What you should do:
Render every item below as a numbered list, omitting any blank lines.
═════ Data ═════
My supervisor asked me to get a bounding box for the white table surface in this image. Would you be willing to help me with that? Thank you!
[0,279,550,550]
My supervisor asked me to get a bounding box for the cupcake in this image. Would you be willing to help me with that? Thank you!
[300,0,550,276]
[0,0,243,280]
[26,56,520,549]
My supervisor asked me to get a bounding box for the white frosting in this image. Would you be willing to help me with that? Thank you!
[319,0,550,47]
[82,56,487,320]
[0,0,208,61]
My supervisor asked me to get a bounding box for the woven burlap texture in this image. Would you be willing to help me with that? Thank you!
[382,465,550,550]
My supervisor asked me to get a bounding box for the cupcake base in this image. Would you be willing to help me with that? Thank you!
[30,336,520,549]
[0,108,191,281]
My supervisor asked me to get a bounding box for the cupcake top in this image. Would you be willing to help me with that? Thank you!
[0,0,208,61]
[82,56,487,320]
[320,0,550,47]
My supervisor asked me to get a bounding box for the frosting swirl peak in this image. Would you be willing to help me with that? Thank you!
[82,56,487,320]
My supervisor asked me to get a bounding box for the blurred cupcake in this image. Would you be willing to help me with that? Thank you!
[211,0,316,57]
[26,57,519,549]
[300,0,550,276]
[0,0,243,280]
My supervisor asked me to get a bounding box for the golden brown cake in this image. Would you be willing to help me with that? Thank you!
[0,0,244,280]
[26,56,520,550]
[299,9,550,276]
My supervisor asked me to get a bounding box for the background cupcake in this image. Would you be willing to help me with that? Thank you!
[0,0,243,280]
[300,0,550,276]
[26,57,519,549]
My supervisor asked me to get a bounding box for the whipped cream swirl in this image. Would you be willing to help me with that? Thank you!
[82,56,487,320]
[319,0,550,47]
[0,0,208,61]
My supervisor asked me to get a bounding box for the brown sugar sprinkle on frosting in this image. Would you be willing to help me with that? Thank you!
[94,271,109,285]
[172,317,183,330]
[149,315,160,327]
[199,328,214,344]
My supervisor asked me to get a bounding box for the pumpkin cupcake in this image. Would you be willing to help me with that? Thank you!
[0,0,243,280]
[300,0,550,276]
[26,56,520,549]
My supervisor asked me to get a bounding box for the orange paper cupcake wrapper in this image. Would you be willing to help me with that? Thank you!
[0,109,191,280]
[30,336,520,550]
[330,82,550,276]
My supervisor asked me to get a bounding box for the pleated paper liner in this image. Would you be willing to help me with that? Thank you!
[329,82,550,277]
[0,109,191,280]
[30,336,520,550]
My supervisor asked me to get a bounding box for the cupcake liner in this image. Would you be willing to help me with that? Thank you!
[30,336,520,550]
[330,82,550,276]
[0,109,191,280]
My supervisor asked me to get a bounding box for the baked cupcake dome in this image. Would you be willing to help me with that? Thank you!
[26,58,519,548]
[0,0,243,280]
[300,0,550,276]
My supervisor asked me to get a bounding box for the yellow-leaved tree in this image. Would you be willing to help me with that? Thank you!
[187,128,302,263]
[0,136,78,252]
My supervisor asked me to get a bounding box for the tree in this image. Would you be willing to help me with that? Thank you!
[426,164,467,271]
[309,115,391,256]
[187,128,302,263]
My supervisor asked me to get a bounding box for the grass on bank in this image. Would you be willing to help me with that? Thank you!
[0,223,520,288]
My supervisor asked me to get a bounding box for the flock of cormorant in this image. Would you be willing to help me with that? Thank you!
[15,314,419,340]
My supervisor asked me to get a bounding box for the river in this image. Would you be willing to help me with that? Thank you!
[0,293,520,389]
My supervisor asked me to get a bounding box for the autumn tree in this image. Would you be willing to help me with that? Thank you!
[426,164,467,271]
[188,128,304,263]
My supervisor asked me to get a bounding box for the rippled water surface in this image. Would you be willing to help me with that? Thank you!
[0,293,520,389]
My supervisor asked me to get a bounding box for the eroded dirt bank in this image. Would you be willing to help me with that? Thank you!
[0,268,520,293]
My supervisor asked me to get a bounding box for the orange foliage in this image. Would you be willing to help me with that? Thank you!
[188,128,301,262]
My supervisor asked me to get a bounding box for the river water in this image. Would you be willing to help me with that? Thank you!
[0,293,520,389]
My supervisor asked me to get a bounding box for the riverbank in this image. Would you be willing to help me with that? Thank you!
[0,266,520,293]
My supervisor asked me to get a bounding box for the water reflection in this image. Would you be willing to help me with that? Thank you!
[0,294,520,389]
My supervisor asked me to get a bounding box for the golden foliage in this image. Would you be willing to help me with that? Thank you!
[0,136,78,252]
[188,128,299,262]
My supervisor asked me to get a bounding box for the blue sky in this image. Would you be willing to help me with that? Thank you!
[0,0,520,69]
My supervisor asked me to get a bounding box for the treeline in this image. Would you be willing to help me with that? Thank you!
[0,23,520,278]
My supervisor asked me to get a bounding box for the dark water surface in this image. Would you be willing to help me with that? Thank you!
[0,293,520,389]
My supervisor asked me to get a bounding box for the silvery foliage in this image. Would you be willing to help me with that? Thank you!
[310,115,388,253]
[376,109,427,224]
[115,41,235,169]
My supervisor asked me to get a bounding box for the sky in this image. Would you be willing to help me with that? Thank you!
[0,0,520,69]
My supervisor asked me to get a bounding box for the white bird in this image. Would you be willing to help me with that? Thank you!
═════
Output of the exercise:
1. My supervisor asked me to get a bounding box for the white table surface in this image. Would you be willing to help me with that? Thank you!
2. [0,279,550,550]
3. My supervisor asked me to get a bounding box for the cupcake in this image. Would you be willing to help me with that? Thank you!
4. [300,0,550,276]
5. [0,0,243,280]
6. [26,56,520,549]
7. My supervisor asked me to get a bounding box for the white frosting in this image. Would you be willing to help me with that? Thank you!
8. [319,0,550,47]
9. [82,56,487,320]
10. [0,0,208,61]
11. My supervisor asked me to get a bounding box for the woven burlap texture in this image. Would you be willing to help me with that? Thank you!
12. [382,465,550,550]
13. My supervisor asked me to get a bounding box for the cupcake base in this image. Would you be willing to help me with that? Thank you!
14. [30,336,520,549]
15. [0,108,191,281]
16. My supervisor asked me to get a bounding box for the cupcake top in this image. Would you be willing to help me with that? Thank you!
17. [0,0,208,61]
18. [82,56,487,320]
19. [320,0,550,47]
20. My supervisor asked me to get a bounding box for the frosting swirl peak in this image. Would you be willing to help me with that? Thank you!
21. [82,56,487,320]
22. My supervisor asked me to get a bounding box for the blurred cupcake in this image. Would you be willing to help me with that? Thank you!
23. [211,0,316,57]
24. [26,57,519,549]
25. [300,0,550,276]
26. [0,0,243,280]
27. My supervisor asked me to get a bounding box for the golden brown cake in this image. Would you be willing to help me with that? Thank you!
28. [0,0,244,280]
29. [26,56,520,550]
30. [299,9,550,276]
31. My supervisor asked me to get a bounding box for the background cupcake in this image. Would you be willing to help me with that? Thank you!
32. [0,0,243,280]
33. [300,0,550,276]
34. [26,57,519,549]
35. My supervisor asked me to get a bounding box for the whipped cream swirl in this image. Would you be willing to help me with that? Thank you!
36. [82,56,487,320]
37. [319,0,550,47]
38. [0,0,208,61]
39. My supervisor asked me to get a bounding box for the brown sugar sprinkle on frosting in this image. Would you be willing to help me with that? Thank you!
40. [94,271,109,285]
41. [172,317,183,330]
42. [149,315,160,327]
43. [199,328,214,344]
44. My supervisor asked me to get a bounding box for the pumpkin cupcake in this image. Would you be willing to help me with that? Thank you!
45. [0,0,243,280]
46. [300,0,550,276]
47. [26,56,520,549]
48. My supervisor asked me to get a bounding box for the orange paper cupcake wrapper in this image. Would you be willing to help me with that? Thank you!
49. [0,109,191,280]
50. [30,336,520,550]
51. [330,82,550,276]
52. My supervisor asked me to get a bounding box for the pleated paper liner in this image. Would you be willing to help me with that? Thank you!
53. [329,82,550,277]
54. [0,109,191,280]
55. [30,336,520,550]
56. My supervisor asked me to get a bounding box for the cupcake liner in this image. Would you be willing to help me with that? Thank you!
57. [30,336,520,550]
58. [330,82,550,276]
59. [0,109,191,280]
60. My supervisor asked me to get a bounding box for the baked cupcake dome in this image. Would you be willing to help me with that? Thank you!
61. [26,58,519,548]
62. [0,0,243,280]
63. [300,0,550,276]
64. My supervisor asked me to get a bounding box for the yellow-leaved tree in this image. Would you be willing to help me with that? Thank you!
65. [187,128,302,263]
66. [0,136,78,252]
67. My supervisor asked me to get a bounding box for the tree in this image. Would you be willing to help me with that? Thank you!
68. [426,164,467,271]
69. [309,115,391,256]
70. [187,128,302,263]
71. My supervisor asked me to get a bounding box for the grass on bank in this image. Would you be willing to help me with that? Thank you!
72. [0,223,520,288]
73. My supervisor asked me to get a bounding box for the flock of cormorant in this image. Would you be willing to help me with that? Thank you!
74. [15,314,419,340]
75. My supervisor asked me to get a bounding box for the river in this image. Would you be willing to help me with that? Thank you!
76. [0,293,520,389]
77. My supervisor asked me to get a bounding box for the autumn tree in this image. Would you be willing to help me with that? Thank you!
78. [426,164,467,271]
79. [188,128,304,263]
80. My supervisor asked me to get a bounding box for the rippled water surface in this image. Would you be willing to help me with that? Thank you!
81. [0,293,520,389]
82. My supervisor asked me to get a bounding box for the eroded dirt bank in this image. Would you be willing to help me with that? Thank you!
83. [0,268,520,293]
84. My supervisor asked me to get a bounding box for the orange foliage in this image. Would you be willing to help me with that? Thank you!
85. [188,128,301,262]
86. My supervisor asked me to get a bounding box for the river water in this image. Would you be willing to help me with that? Thank you!
87. [0,293,520,389]
88. My supervisor asked me to get a bounding box for the riverbank in this image. Would you be willing to help me with that? Thank you!
89. [0,266,520,293]
90. My supervisor asked me to get a bounding box for the water reflection in this image. Would you be willing to help me with that? Thank you!
91. [0,294,520,389]
92. My supervisor asked me to get a bounding box for the golden foliage in this image. Would you be willing to help me with that? Thank you!
93. [0,136,78,252]
94. [188,128,299,262]
95. My supervisor asked me to get a bounding box for the blue sky in this image. Would you be willing to help me with that? Thank you!
96. [0,0,520,69]
97. My supervisor asked me to get a bounding box for the treeline in this image. Would you be willing to help me with that? Thank you!
98. [0,23,520,278]
99. My supervisor asked me to get a bounding box for the dark water surface in this image. Would you be willing to help me with that? Thank you!
100. [0,293,520,389]
101. My supervisor asked me to get a bounding box for the silvery foliage in this image. Would you be willing to help me with that? Thank you!
102. [310,115,388,253]
103. [376,109,427,224]
104. [115,41,235,169]
105. My supervisor asked me to get a bounding box for the sky in this image. Would you be willing to help me with that? Thank you!
106. [0,0,520,69]
107. My supervisor asked me to get a bounding box for the white bird in this image. Would you be willing to help me with that? Thank you!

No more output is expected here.